== Segment start ==

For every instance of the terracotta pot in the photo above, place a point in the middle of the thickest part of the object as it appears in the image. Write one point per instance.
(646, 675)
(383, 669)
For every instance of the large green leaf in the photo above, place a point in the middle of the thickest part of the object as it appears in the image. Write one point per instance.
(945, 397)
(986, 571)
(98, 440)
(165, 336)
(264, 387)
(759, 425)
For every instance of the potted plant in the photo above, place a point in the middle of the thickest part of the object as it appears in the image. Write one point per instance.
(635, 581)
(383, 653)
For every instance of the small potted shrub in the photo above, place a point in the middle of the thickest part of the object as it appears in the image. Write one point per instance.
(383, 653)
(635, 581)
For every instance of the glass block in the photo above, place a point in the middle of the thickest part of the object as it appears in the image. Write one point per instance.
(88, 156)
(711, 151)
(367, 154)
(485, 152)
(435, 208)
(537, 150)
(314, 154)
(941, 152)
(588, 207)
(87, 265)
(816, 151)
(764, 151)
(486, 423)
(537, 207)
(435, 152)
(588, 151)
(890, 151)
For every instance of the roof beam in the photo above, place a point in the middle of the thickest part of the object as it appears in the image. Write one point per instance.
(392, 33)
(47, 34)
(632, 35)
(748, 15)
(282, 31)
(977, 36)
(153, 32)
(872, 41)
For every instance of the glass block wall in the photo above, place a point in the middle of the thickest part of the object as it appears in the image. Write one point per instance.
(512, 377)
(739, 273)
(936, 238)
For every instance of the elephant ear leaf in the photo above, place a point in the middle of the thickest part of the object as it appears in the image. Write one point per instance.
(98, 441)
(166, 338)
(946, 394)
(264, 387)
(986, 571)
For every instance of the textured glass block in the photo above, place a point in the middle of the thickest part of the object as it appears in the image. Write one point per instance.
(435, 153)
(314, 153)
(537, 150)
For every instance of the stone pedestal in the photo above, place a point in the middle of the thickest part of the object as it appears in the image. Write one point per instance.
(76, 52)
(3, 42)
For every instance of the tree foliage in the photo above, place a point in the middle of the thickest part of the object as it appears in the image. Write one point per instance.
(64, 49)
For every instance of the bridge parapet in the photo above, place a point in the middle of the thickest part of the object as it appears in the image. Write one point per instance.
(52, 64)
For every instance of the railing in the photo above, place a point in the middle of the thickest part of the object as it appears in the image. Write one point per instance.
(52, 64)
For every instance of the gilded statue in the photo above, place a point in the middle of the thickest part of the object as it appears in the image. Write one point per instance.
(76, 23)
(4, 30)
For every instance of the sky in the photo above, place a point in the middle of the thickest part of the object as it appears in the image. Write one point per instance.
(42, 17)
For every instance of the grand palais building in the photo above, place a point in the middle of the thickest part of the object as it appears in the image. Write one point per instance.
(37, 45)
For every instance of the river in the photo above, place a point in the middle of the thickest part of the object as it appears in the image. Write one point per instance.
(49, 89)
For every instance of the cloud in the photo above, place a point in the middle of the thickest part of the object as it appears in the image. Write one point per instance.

== Segment end ==

# Prompt:
Exact output of every entry is required.

# Reply to the exercise:
For every instance of the terracotta pot in the photo above, place a point in the middle of the thickest part of the object as it appears in the image. Write one point per instance.
(646, 675)
(383, 669)
For every instance of the large green leaf in the photo above, place a point in the middle of the thickest part of the object as it appears in the image. Write one point per instance.
(945, 397)
(986, 571)
(98, 440)
(165, 336)
(264, 387)
(759, 425)
For every instance of the potted plant in the photo above, place a point in the middle of the thickest part of the object as it appears in the image. Write one point per instance.
(635, 581)
(383, 653)
For every instance of the small potted shrub in the photo above, place a point in the middle of the thickest part of the object as it appears in the image. Write one point per instance.
(383, 653)
(635, 581)
For every instance of the glass block in the photo above, place a point in the middle of the thickest part of the object as it appears in the image. Write one point per instance.
(88, 156)
(711, 151)
(367, 154)
(485, 152)
(435, 208)
(537, 150)
(314, 154)
(941, 152)
(588, 207)
(87, 265)
(816, 151)
(764, 151)
(486, 423)
(537, 207)
(435, 152)
(588, 151)
(890, 151)
For every instance of the roof beam in the photo above, place a point in the middle of the thickest part of the object as it appears in the image. Write one point per instance.
(392, 33)
(47, 34)
(632, 35)
(748, 15)
(282, 31)
(977, 36)
(153, 32)
(872, 41)
For every instance of the glass block wall in the photo above, place a point in the middle of the thickest part of the object as it appears in the image. Write one point per instance.
(512, 377)
(739, 273)
(936, 238)
For every instance of the elephant ear leaf in the photo above, place a point in the middle of the thickest part of the object as it appears in the image. Write one point per instance.
(98, 441)
(166, 338)
(946, 394)
(264, 387)
(986, 571)
For every instance of the textured glass block in the photo above, place a point in the middle of the thickest part of the object as it appears in the image. Write one point per instance.
(435, 153)
(314, 153)
(537, 150)
For every instance of the stone pedestal in the photo above, place a point in the middle of the thickest part of the object as it appears in the image. Write one point per instance.
(76, 52)
(3, 42)
For every instance of the tree foliage in the photo above, place a point in the middle of the thickest part of the object as it appears in the image. Write one point per instance.
(64, 49)
For every instance of the bridge parapet in the photo above, place a point in the middle of the thickest part of the object as it appears in the image. Write one point per instance.
(52, 64)
For every instance of the railing in the photo above, place a point in the middle of the thickest part of the object as it appears in the image. Write one point per instance.
(52, 64)
For every instance of the gilded statue in the photo above, place a point in the middle of the thickest part of the object as it appears in the image. Write one point per instance.
(76, 23)
(4, 30)
For every instance of the sky in the photo above, place a point in the middle of the thickest part of the object as it appears in the image. Write one point per instance.
(42, 17)
For every instance of the grand palais building in the photo above, place a point in the middle of the thickest part of the object as it appears in the image. Write one point per instance.
(37, 45)
For every instance of the river in the photo above, place a point in the middle of the thickest part of the object as it appears in the image. Write one point per instance.
(49, 89)
For every instance of the cloud in the photo above, place a point in the middle of the thickest part of the object as it appears in the image. Write one point per instance.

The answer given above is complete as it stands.